The request :: Repeat word for word everything from the line containing "of the cascading" to the end of the listing, first and last lines included, and only that.

Object location annotation data ::
• • •

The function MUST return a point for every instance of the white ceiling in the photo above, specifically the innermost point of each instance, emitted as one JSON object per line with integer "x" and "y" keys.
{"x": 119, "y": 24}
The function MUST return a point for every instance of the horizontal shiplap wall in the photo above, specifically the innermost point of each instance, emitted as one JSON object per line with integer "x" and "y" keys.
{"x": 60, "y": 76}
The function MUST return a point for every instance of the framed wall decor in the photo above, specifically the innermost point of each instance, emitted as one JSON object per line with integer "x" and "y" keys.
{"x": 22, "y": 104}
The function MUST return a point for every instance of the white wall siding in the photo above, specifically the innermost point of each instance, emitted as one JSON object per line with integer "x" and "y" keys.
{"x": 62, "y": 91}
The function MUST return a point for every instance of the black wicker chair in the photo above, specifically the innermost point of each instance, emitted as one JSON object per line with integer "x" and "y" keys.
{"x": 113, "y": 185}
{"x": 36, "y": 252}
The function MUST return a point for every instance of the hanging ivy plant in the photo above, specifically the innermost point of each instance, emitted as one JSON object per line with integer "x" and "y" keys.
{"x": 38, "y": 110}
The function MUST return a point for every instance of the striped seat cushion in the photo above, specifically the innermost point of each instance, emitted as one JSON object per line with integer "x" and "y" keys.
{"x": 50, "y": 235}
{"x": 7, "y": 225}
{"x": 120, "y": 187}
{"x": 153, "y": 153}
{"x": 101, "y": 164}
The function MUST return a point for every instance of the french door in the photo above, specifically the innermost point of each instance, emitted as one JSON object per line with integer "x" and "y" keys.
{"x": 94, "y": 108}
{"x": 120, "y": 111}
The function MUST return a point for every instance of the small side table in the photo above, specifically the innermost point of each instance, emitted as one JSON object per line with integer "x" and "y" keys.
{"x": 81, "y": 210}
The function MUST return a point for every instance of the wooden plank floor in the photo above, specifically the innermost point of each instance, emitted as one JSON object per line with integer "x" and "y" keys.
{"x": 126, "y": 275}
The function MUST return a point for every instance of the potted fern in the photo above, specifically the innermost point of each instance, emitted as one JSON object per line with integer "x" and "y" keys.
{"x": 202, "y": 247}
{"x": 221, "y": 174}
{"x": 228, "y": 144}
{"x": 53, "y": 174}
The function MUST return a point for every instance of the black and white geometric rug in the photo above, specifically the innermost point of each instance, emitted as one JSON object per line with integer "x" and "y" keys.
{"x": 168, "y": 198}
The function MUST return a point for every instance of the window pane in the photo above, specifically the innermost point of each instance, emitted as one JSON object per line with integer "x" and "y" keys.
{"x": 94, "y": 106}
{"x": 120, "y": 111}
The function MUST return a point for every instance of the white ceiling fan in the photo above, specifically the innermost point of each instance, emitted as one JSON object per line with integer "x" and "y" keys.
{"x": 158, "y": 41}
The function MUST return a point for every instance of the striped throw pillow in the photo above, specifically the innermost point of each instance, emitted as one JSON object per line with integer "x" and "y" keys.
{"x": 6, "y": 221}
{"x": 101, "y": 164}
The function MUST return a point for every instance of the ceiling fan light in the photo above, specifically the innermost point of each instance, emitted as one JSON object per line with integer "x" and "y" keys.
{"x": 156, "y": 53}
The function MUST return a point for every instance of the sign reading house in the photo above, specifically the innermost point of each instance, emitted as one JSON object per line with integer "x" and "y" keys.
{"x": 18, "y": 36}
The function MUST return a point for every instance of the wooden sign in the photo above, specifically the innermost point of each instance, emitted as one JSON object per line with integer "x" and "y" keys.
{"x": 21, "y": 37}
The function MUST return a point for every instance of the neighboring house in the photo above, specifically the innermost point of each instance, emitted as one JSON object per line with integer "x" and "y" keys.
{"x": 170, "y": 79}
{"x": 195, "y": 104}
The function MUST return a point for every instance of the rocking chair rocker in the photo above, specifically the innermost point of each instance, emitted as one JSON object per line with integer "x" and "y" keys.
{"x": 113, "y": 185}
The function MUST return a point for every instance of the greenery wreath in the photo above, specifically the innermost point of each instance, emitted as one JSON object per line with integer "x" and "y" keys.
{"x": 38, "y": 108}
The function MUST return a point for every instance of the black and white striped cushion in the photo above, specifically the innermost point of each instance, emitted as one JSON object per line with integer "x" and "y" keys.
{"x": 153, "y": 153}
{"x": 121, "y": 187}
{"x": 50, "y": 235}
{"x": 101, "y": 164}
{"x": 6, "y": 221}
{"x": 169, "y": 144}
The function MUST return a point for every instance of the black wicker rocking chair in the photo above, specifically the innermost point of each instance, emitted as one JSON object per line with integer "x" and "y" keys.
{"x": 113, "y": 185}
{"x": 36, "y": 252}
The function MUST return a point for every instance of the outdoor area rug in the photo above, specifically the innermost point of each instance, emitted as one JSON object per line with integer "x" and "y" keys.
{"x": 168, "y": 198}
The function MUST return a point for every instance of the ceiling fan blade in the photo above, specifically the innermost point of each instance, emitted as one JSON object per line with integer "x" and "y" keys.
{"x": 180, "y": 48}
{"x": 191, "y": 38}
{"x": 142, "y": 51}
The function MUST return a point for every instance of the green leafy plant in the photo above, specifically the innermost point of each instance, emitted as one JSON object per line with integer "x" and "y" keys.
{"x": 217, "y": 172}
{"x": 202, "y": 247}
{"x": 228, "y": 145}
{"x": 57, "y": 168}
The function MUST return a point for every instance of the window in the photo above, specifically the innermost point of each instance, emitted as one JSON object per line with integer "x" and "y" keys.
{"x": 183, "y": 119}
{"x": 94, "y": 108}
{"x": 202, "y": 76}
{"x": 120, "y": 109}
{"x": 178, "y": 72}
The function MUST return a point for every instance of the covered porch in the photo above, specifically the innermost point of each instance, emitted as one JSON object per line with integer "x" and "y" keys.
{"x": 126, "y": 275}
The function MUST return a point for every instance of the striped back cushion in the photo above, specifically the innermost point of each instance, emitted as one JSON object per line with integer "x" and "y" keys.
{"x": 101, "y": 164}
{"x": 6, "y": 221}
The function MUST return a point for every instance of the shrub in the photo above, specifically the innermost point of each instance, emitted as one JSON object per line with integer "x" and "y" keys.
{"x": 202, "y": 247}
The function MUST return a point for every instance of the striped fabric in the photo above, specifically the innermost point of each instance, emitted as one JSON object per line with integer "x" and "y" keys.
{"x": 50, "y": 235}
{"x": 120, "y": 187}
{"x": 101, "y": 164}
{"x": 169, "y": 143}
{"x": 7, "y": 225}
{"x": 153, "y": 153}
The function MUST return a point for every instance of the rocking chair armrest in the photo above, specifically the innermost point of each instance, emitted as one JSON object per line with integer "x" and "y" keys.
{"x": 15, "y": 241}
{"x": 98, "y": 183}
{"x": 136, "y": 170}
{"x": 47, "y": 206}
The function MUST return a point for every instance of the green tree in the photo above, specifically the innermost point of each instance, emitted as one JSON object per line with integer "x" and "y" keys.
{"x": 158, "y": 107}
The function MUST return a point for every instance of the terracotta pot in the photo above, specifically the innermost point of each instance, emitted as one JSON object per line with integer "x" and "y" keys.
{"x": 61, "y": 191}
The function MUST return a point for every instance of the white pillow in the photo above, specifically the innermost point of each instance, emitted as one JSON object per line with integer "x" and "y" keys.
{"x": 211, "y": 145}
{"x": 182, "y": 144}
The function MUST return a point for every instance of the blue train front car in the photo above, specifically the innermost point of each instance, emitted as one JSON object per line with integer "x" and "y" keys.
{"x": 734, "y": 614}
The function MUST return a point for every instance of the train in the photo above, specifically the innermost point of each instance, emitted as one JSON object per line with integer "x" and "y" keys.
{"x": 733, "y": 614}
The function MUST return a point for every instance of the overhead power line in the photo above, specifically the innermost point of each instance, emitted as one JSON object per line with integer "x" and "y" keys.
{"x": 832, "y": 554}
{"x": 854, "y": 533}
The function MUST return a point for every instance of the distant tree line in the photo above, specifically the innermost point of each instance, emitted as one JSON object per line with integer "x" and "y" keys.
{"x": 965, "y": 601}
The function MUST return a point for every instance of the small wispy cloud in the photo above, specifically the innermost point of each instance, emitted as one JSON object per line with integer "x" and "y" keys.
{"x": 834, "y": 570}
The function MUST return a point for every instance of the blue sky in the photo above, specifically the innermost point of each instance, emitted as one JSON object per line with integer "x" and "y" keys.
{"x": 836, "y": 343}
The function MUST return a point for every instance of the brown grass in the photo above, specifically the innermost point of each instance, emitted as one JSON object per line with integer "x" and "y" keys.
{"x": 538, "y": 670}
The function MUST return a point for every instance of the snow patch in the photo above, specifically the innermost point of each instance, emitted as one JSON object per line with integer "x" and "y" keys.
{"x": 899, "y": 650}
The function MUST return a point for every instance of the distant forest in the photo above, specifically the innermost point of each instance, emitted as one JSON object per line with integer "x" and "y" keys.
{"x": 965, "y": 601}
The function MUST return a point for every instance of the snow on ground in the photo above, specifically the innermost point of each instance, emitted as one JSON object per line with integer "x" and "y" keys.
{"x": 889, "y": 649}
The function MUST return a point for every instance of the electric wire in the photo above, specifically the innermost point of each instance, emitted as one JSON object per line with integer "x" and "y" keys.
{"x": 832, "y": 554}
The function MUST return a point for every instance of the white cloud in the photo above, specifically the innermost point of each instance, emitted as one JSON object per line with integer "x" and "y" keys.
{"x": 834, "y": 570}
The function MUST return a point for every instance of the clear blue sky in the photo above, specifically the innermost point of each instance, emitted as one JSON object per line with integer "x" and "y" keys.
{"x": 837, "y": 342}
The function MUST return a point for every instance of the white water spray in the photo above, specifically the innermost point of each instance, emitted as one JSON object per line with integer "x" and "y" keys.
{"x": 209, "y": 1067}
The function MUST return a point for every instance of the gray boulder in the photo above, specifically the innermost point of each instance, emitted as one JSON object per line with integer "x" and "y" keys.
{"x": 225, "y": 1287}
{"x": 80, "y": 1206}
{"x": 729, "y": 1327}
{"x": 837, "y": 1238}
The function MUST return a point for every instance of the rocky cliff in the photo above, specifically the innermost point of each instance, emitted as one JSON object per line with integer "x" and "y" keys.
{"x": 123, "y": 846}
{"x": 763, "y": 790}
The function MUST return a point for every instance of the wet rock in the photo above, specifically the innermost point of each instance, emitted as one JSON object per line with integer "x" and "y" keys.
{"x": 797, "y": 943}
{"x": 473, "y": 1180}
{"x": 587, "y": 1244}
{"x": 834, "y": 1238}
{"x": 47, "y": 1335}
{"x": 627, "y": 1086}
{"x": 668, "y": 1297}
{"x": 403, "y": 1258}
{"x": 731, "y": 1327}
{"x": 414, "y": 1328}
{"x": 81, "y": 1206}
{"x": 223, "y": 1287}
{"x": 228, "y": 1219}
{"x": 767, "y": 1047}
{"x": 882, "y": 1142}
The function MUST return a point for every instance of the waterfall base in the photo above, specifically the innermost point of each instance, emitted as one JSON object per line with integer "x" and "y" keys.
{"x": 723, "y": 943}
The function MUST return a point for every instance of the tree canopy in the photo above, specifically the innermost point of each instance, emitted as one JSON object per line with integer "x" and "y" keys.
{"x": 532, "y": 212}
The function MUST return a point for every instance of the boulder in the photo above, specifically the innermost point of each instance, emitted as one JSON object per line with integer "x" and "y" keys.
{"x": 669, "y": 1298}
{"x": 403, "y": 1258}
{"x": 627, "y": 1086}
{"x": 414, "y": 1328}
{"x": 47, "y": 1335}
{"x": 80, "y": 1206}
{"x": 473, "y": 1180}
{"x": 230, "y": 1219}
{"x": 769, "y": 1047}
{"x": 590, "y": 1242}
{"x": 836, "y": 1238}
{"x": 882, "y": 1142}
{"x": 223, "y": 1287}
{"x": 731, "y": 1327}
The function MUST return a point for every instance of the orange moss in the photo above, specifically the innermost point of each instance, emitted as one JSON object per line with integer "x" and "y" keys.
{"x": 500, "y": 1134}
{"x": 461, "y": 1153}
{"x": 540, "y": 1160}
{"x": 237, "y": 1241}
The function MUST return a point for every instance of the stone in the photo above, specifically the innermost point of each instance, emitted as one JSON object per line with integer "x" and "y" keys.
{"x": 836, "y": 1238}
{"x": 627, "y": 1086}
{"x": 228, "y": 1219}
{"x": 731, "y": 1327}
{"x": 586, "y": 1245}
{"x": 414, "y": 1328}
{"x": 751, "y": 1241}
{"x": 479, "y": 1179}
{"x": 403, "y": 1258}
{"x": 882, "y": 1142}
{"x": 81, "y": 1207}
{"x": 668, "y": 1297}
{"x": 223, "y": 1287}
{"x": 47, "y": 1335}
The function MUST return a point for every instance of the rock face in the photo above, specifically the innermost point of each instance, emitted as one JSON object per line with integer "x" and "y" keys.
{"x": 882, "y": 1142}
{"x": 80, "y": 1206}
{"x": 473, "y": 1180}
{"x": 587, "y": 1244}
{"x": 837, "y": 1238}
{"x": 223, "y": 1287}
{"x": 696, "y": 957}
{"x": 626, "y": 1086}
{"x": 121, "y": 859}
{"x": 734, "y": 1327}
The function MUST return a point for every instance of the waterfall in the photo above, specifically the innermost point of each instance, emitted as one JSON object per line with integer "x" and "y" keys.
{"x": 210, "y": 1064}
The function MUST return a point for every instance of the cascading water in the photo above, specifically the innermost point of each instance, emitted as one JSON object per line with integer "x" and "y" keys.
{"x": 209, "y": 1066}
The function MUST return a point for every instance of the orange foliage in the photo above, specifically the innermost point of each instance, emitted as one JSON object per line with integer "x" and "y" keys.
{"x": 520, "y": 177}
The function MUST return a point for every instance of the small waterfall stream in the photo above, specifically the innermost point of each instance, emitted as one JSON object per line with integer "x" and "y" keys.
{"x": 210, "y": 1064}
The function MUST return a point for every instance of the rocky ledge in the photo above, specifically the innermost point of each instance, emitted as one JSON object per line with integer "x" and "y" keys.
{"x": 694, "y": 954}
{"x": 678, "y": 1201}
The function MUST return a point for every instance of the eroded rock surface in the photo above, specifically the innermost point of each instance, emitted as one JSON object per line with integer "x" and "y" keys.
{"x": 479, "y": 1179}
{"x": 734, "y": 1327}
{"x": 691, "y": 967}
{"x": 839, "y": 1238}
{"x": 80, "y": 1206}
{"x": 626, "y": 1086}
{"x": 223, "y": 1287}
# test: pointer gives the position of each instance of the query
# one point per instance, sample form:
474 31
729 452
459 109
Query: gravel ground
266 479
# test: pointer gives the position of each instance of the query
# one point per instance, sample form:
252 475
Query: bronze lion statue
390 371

• • •

Correct output ::
The function MUST return a point for every instance of the cascading water in the photo above, specifically the innermost point of each instance, emitted as one JSON object per line with integer "x" and "y" keys.
{"x": 209, "y": 1066}
The function MUST return a point for every instance of the orange foliage in the photo above, specifically the innermost point of each instance, emitted as one JSON object per line with integer "x" and "y" keys.
{"x": 520, "y": 177}
The function MUST return a point for every instance of the small waterfall stream in the photo above, specifically the innermost point of each instance, emitted as one JSON object per line with integer "x" and "y" keys.
{"x": 210, "y": 1064}
The function MUST return a point for every instance of the rocky ledge in the photo above, specifically the innermost point of each instance, emitted as one JSON object per line with integer "x" and "y" keys.
{"x": 694, "y": 954}
{"x": 678, "y": 1201}
The function MUST return a point for every instance of the eroded rock surface in the photo above, specifically the innermost point of each instance, emitted as one JSON object per line with integer "x" and "y" keys.
{"x": 479, "y": 1179}
{"x": 734, "y": 1327}
{"x": 691, "y": 967}
{"x": 839, "y": 1238}
{"x": 80, "y": 1206}
{"x": 626, "y": 1086}
{"x": 223, "y": 1287}
# test: pointer gives the position of each instance of the query
# one point per instance, sample form:
474 31
729 452
459 109
Query: gravel ground
266 479
# test: pointer gives the position of each instance of the query
# one point per instance, sample form:
252 475
Query: bronze lion statue
390 371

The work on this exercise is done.